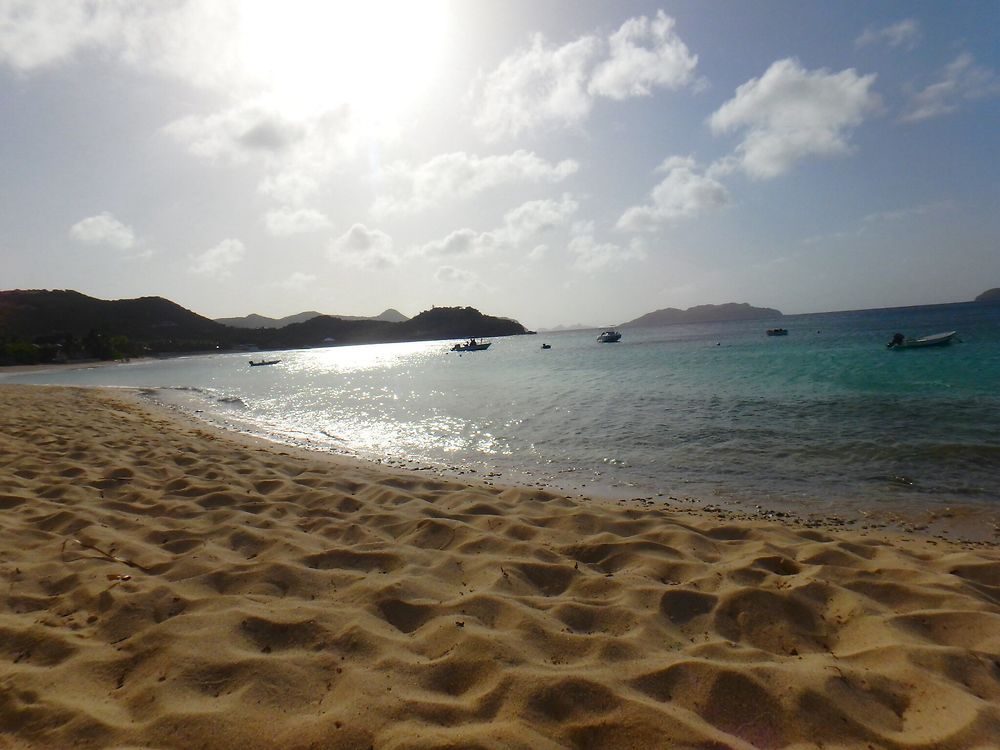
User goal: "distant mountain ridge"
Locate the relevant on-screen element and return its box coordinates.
[618,302,784,328]
[0,289,530,364]
[215,307,409,328]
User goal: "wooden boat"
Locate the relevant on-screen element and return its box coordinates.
[886,331,958,349]
[451,339,493,352]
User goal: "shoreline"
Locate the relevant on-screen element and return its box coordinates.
[137,386,1000,547]
[0,384,1000,750]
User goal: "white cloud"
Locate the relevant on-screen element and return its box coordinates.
[191,238,246,276]
[163,100,360,206]
[417,229,497,258]
[474,11,698,141]
[69,211,136,250]
[709,59,879,179]
[164,103,305,163]
[498,194,579,244]
[901,52,1000,122]
[327,224,397,269]
[264,207,330,237]
[416,195,578,258]
[588,10,698,99]
[277,271,316,292]
[617,156,729,231]
[474,34,600,141]
[434,266,480,286]
[0,0,120,71]
[568,221,646,272]
[854,18,921,49]
[372,150,579,215]
[0,0,246,90]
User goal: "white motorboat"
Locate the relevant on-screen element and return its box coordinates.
[886,331,961,349]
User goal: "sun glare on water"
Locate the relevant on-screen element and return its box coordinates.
[239,0,447,121]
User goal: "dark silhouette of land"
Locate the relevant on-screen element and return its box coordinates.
[0,290,529,365]
[215,307,409,328]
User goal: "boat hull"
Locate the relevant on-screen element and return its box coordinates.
[889,331,958,349]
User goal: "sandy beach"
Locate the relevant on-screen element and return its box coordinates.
[0,385,1000,750]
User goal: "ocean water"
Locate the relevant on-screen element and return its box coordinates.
[7,303,1000,512]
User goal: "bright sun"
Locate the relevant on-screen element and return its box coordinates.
[239,0,447,122]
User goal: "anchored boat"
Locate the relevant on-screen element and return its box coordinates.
[886,331,961,349]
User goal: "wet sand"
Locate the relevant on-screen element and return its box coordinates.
[0,385,1000,750]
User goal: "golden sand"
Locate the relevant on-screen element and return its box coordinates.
[0,385,1000,750]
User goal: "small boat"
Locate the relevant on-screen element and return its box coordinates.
[451,339,493,352]
[886,331,961,349]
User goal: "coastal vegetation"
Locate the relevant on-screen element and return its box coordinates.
[0,290,528,365]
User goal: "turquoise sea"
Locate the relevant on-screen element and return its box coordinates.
[0,303,1000,524]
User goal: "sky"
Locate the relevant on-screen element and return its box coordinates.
[0,0,1000,328]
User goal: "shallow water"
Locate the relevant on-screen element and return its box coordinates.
[3,303,1000,512]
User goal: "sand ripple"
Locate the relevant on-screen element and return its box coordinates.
[0,386,1000,750]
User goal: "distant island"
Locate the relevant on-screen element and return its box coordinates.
[215,307,409,328]
[0,289,531,365]
[618,302,783,328]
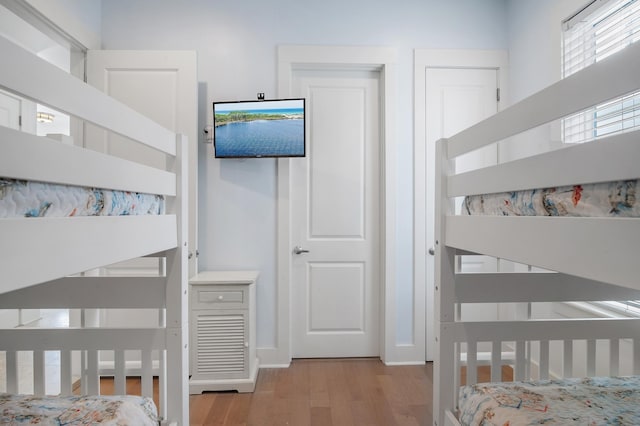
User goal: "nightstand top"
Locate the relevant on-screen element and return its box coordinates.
[189,271,260,285]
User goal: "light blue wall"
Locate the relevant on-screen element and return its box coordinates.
[102,0,508,347]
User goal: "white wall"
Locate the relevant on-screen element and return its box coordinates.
[102,0,507,347]
[26,0,102,49]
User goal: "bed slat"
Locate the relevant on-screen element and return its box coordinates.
[447,131,640,197]
[5,350,18,393]
[113,350,127,395]
[140,349,153,398]
[0,37,176,155]
[60,350,73,396]
[0,215,177,293]
[446,216,640,289]
[0,127,176,196]
[32,351,47,395]
[587,339,596,377]
[514,340,527,380]
[0,327,166,351]
[609,339,620,376]
[562,340,573,377]
[87,350,100,395]
[491,340,502,382]
[539,340,549,380]
[455,272,640,304]
[0,277,166,309]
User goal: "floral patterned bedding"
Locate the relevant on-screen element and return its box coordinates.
[0,394,158,426]
[458,376,640,426]
[462,180,640,217]
[0,178,164,218]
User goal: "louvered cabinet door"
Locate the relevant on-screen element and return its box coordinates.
[189,271,259,394]
[192,310,249,380]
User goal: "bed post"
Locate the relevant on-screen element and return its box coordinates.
[160,134,189,426]
[433,139,458,426]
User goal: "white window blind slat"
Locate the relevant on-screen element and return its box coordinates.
[562,0,640,143]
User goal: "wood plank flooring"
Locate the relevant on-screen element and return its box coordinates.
[189,358,433,426]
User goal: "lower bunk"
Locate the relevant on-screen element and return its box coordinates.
[457,376,640,425]
[436,312,640,425]
[0,393,158,426]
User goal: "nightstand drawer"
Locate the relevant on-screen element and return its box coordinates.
[192,286,247,309]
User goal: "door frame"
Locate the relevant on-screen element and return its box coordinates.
[413,49,509,361]
[272,45,397,366]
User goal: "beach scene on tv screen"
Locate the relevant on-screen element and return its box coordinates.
[214,99,304,157]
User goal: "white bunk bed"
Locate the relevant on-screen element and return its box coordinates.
[0,38,189,425]
[433,43,640,426]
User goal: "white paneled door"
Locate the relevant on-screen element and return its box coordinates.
[424,68,498,360]
[291,70,381,358]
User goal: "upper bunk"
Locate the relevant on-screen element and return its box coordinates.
[0,37,186,294]
[436,43,640,289]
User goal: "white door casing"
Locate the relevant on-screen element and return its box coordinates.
[85,50,198,277]
[414,49,507,361]
[276,46,402,365]
[291,70,380,358]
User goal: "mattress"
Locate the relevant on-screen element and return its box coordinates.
[458,376,640,426]
[462,180,640,217]
[0,393,158,426]
[0,178,164,218]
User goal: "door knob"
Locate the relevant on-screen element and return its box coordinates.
[293,246,309,254]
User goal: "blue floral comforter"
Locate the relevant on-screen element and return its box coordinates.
[0,393,158,426]
[0,178,164,218]
[459,376,640,426]
[462,180,640,217]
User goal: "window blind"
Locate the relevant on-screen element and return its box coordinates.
[562,0,640,143]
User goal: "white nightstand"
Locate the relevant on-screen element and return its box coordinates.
[189,271,258,394]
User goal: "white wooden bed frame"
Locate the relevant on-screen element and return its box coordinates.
[433,43,640,426]
[0,38,189,425]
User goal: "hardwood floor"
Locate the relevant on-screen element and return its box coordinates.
[189,358,433,426]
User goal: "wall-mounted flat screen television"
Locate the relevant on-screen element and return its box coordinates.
[213,99,305,158]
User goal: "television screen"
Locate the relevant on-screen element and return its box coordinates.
[213,99,305,158]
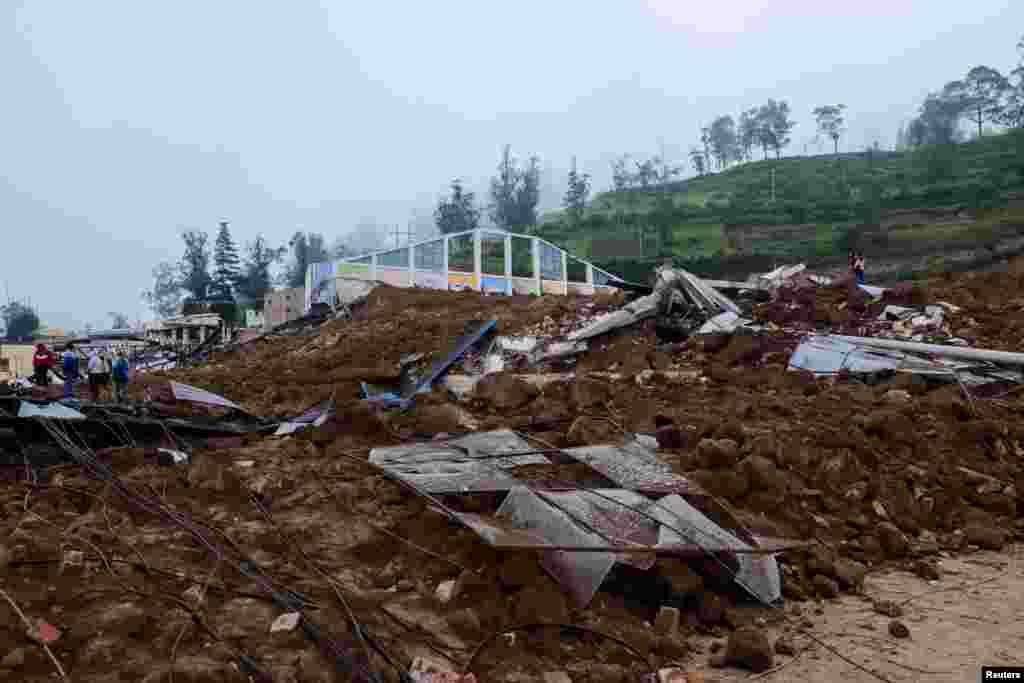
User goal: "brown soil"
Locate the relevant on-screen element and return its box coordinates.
[0,262,1024,683]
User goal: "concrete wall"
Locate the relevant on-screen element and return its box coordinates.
[263,287,306,330]
[0,344,36,377]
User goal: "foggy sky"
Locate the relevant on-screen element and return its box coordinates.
[0,0,1024,328]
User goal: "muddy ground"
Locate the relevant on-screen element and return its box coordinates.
[6,262,1024,683]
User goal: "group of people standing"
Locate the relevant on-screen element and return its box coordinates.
[850,252,864,285]
[32,344,128,403]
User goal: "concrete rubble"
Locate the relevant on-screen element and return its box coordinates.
[0,263,1024,683]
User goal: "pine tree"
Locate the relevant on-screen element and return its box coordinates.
[562,157,590,224]
[178,230,213,301]
[213,220,242,297]
[434,178,480,234]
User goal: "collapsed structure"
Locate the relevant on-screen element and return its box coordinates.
[0,255,1024,682]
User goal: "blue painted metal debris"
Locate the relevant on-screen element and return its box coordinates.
[359,319,498,410]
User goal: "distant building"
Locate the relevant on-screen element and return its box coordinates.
[263,287,306,330]
[144,313,226,347]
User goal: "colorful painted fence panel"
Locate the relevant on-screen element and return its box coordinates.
[481,275,509,294]
[449,272,476,291]
[541,280,565,294]
[304,261,335,310]
[335,262,370,278]
[377,265,410,287]
[414,270,447,290]
[512,278,541,294]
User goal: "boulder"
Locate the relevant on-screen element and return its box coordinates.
[743,456,785,493]
[514,582,569,624]
[889,621,910,638]
[654,607,679,636]
[570,377,611,411]
[811,573,839,600]
[697,438,739,469]
[725,626,775,673]
[878,522,907,557]
[565,416,622,445]
[836,558,867,589]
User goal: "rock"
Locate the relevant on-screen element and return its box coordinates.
[913,560,942,581]
[654,607,679,636]
[658,558,703,597]
[434,579,456,605]
[181,584,206,605]
[836,558,867,589]
[413,403,463,434]
[964,524,1007,550]
[889,621,910,638]
[882,389,910,404]
[806,546,836,577]
[743,456,785,493]
[872,600,903,618]
[775,636,797,657]
[657,668,703,683]
[541,671,572,683]
[878,522,907,557]
[654,425,690,450]
[725,627,774,673]
[565,416,622,445]
[697,591,725,626]
[0,647,25,669]
[498,553,545,590]
[514,581,569,624]
[860,536,882,557]
[371,558,401,588]
[26,618,63,645]
[569,377,611,411]
[447,607,483,635]
[697,438,739,469]
[89,602,150,636]
[811,573,839,600]
[655,635,690,660]
[270,612,302,633]
[475,372,541,411]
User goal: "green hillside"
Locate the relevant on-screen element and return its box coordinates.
[538,131,1024,282]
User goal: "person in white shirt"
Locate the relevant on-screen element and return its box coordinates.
[88,351,111,402]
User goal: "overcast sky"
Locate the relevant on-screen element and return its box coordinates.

-=-=-

* [EXERCISE GOAL] How many of the lines above contain the string "painted"? Case counts; give only the number.

* [TASK ANSWER] 2